* [What to work on]:
Copy every line of the records below verbatim, omitting the pictures.

╭─ Input material

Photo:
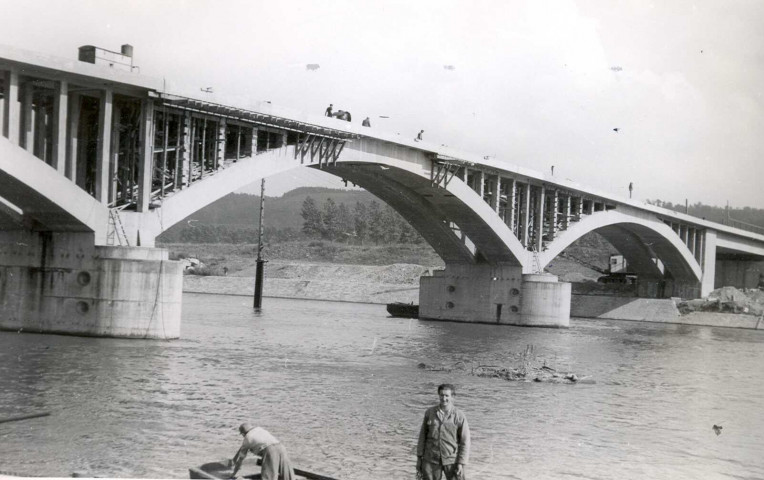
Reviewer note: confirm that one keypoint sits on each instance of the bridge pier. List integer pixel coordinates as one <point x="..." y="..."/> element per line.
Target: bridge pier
<point x="495" y="294"/>
<point x="55" y="282"/>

╰─

* [Answer to this exercise]:
Photo:
Reviewer note: confirm that one keypoint sits on each instance of the bridge pier. List integer pixel coordinates as one <point x="..." y="..."/> element per line.
Target: bridge pier
<point x="495" y="294"/>
<point x="55" y="282"/>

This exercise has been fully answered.